[Stated task]
Print every entry exactly as written.

___ Data to process

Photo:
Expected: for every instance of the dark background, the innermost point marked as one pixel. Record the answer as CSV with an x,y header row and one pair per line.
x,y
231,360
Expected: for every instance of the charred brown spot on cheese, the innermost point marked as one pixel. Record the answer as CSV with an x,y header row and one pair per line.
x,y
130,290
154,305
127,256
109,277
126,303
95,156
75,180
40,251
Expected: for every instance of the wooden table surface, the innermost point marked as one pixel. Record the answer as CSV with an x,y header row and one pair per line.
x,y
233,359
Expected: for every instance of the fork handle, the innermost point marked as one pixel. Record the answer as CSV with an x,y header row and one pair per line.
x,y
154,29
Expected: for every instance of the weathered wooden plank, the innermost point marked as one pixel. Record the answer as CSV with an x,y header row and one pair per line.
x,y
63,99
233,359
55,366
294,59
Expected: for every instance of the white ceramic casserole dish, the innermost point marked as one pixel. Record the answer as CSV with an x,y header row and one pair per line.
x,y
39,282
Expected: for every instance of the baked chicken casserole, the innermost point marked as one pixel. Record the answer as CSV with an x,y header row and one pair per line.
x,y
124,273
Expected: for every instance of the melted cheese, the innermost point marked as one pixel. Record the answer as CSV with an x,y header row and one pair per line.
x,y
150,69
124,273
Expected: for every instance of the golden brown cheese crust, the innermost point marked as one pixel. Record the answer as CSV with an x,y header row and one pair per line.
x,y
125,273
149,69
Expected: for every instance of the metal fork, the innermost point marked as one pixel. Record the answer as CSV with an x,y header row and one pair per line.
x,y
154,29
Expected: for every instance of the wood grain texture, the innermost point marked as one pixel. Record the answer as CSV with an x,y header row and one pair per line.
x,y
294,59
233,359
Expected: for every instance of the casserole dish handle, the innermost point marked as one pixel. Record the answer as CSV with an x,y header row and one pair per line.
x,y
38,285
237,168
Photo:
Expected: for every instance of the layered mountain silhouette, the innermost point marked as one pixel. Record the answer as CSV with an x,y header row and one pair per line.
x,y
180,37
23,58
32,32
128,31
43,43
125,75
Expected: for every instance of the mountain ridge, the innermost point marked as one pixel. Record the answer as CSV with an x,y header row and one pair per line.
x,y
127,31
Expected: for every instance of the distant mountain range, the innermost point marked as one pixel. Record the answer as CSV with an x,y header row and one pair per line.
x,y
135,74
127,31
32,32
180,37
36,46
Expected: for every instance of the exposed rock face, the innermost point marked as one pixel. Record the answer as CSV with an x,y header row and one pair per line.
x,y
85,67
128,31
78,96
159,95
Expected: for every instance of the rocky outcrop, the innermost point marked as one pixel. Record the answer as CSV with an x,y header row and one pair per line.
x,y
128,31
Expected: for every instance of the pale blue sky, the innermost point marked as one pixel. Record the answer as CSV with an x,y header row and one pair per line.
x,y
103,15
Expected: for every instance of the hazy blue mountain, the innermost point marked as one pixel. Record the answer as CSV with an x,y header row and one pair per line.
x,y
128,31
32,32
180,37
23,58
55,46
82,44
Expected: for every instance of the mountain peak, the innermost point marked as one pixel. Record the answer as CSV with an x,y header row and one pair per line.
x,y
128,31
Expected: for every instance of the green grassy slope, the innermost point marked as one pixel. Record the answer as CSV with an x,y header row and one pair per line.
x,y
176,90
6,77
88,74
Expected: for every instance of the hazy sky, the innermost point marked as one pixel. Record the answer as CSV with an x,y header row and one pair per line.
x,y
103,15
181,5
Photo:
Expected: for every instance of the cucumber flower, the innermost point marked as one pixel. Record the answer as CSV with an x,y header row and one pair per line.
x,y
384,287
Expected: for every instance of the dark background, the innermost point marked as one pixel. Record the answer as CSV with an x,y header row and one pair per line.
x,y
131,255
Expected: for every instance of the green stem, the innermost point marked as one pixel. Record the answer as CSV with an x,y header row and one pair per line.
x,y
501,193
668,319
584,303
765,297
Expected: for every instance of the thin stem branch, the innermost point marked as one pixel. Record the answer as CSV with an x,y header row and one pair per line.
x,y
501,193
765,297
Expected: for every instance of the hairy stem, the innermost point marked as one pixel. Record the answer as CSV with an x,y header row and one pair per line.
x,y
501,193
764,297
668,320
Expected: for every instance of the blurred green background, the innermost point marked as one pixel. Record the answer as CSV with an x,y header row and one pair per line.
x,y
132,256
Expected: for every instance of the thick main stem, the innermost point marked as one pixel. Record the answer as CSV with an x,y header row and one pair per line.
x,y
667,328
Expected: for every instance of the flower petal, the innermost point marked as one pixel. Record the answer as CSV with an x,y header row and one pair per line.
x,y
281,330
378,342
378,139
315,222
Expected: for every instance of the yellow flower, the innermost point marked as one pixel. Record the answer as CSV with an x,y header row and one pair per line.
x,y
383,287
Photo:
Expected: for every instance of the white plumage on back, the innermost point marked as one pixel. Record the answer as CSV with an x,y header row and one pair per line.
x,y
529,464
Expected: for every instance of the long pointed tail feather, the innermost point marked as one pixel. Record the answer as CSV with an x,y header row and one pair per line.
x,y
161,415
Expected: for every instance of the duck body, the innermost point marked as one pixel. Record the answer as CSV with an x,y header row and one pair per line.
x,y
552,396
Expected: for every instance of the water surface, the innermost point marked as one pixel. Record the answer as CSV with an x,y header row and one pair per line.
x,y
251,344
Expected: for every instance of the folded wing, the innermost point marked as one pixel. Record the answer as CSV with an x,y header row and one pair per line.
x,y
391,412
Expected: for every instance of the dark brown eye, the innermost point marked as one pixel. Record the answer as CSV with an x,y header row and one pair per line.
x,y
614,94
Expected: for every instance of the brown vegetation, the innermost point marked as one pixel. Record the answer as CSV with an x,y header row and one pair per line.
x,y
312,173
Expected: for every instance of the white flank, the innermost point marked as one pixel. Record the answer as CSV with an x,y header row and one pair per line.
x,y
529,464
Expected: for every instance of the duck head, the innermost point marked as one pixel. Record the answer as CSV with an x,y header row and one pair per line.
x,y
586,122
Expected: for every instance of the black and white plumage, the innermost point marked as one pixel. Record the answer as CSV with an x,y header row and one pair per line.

______

[Result below]
Photo:
Expected: for every instance of the dark background, the innermost point marked as one pixel. Record the answer as CSV with an x,y header row and one pair per line.
x,y
231,360
Expected: for every instance of the charred brown spot on cheese, the innermost point marked as one pixel. Record the answer as CSV with an x,y header row and one pair per line.
x,y
130,290
154,305
127,256
109,277
126,303
95,156
75,180
40,251
Expected: for every instance of the wooden table surface, the innermost point marked as one pixel. Record the answer as CSV with an x,y header row and one pair per line.
x,y
233,359
Expected: for every instance of the fork handle, the innermost point marked as one pixel. Record the answer as CSV with an x,y header row and one pair per line.
x,y
154,29
Expected: for every instance of the weathered wooden plank, the innermost point marked as one pixel. Record the answer as CSV with an x,y header row and one pair per line.
x,y
63,99
233,359
55,366
294,59
Expected: for every instance of the white ceramic casserole dish, the innermost point marked as one pixel. Record the answer as CSV with an x,y header row and one pair per line.
x,y
39,282
Expected: for every instance of the baked chicken casserole, the innermost point marked as one pixel. Record the answer as CSV with an x,y header row and one pair per line.
x,y
124,273
Expected: for every instance of the melted cheese, the innermost point marked as one pixel. Record the answer as CSV with an x,y header row and one pair per line.
x,y
150,69
124,273
Expected: for every instance of the golden brown cheese crust, the innermost point marked as one pixel. Record the answer as CSV with an x,y header row and one pair per line.
x,y
125,273
149,69
Expected: for every instance of the metal fork, the innermost point marked as one pixel. Record the answer as CSV with an x,y header row and one pair per line.
x,y
154,29
Expected: for every instance of the wood grain texture, the innermost point marked as one pixel. Record the answer as CSV with an x,y header row and one pair per line.
x,y
294,59
233,359
Expected: for every instance of the casserole dish handle, the innermost point marked as one pixel. Record the answer as CSV with an x,y header row and one pair per line.
x,y
38,285
237,168
Photo:
Expected: for every instance of the layered mountain silhouette, the innermost point marked as one pixel. Record the answer as CSV with an x,y header row and one pair per line.
x,y
180,37
23,58
32,32
128,31
43,43
125,75
Expected: for every instance of the mountain ridge, the innermost point marked as one pixel. Record the answer as CSV with an x,y header row and one pair per line.
x,y
127,31
Expected: for every instance of the distant mountain range, the innermost point marked as one pixel. Record the answer as CSV with an x,y header row and one pair per line.
x,y
135,74
127,31
32,32
180,37
36,46
Expected: for every instance of the exposed rock face, the innermost point marked as one pixel. Record the answer as CSV with an x,y header row and one pair per line.
x,y
85,67
128,31
78,96
159,95
Expected: for every instance of the rocky outcrop, the innermost point marked as one pixel. Record the answer as CSV with an x,y header row and one pair per line.
x,y
128,31
Expected: for every instance of the pale blue sky, the innermost point marked as one pixel. Record the answer as CSV with an x,y header row and one pair per line.
x,y
103,15
Expected: for every instance of the hazy blue mountain, the innermost point marked as one pixel. Record the answer as CSV with an x,y header row and one pair per line.
x,y
128,31
32,32
180,37
23,58
55,46
82,44
Expected: for every instance of the mountain peak, the innermost point marked as one pixel. Record the answer as CSV with an x,y header row and one pair per line.
x,y
128,31
Expected: for every instance of the green grassy slope, the innermost point marked as one pixel. Record the answer as CSV with an x,y header row and one pair per line.
x,y
176,90
6,77
88,74
Expected: for every instance of the hazy sky, the innermost point marked as one pixel. Record the answer as CSV with an x,y header row and one pair per line.
x,y
103,15
181,5
Photo:
Expected: for every instance of the cucumber flower, the innermost point marked as one pixel. Record the answer as CSV with an x,y header row and one pair per line.
x,y
384,287
Expected: for every instance of the dark background, the innermost point marked as one pixel. Record the answer as CSV with an x,y header row and one pair per line.
x,y
131,255
Expected: for every instance of the green stem, the innermost point marked as one pixel. Record the answer as CSV with an x,y header row and one pair per line.
x,y
501,193
668,319
584,303
765,297
Expected: for every instance of the thin stem branch, the innermost point marked as one pixel. Record the answer as CSV with an x,y header row and one pair per line.
x,y
501,193
765,297
Expected: for every instance of the hairy stem, the innermost point marked as one pixel. Record the answer as CSV with an x,y header row and one pair per line.
x,y
501,193
764,297
668,320
Expected: for every instance of the blurred green background, the innermost point marked as one pixel. Record the answer as CSV with an x,y header row and one pair per line.
x,y
132,256
Expected: for every instance of the thick main stem, the innermost point marked as one pixel. Record the answer as CSV with an x,y header row and one pair per line.
x,y
667,328
Expected: for every instance of the flower petal, the innermost point marked as one pixel. Record the answer as CSV with an x,y header row and one pair per line.
x,y
281,330
378,342
378,139
315,222
Expected: for every instance of the yellow flower, the innermost point marked as one pixel. Record the answer as CSV with an x,y header row and one pair per line.
x,y
383,287
Photo:
Expected: for every instance of the white plumage on back, the innermost point marked as one pixel. Record the answer as CSV with an x,y header row and one pair per line.
x,y
529,464
Expected: for every instance of the long pointed tail feather, the innermost point marked as one pixel. Record the answer as CSV with an x,y header row and one pair per line.
x,y
161,415
Expected: for every instance of the duck body, the innermost point marked as one pixel. Record the answer as CSV with an x,y header row and one pair per line.
x,y
552,396
Expected: for every instance of the water surface, the innermost point marked as one pixel. Record the answer as CSV with an x,y header row and one pair per line.
x,y
251,344
Expected: for every instance of the folded wing, the innermost point marked as one pixel. Record the answer as CSV with an x,y header row and one pair per line.
x,y
391,412
Expected: for every instance of the dark brown eye, the innermost point marked as one pixel. Record the answer as CSV with an x,y header row and one pair per line.
x,y
614,94
Expected: for every instance of the brown vegetation, the innermost point marked as one pixel. Record the answer as CSV with an x,y header row and one pair per line.
x,y
312,173
Expected: for every instance of the white flank, the innermost point marked as one pixel. Record the answer as CSV with an x,y header row and one pair per line.
x,y
529,464
Expected: for every instance of the duck head, the innermost point marked as one pixel. Record the answer as CSV with an x,y header row and one pair per line.
x,y
586,122
Expected: for every instance of the black and white plumage, the innermost point marked as one pixel. Record the answer as CSV with an x,y header row and one pair per line.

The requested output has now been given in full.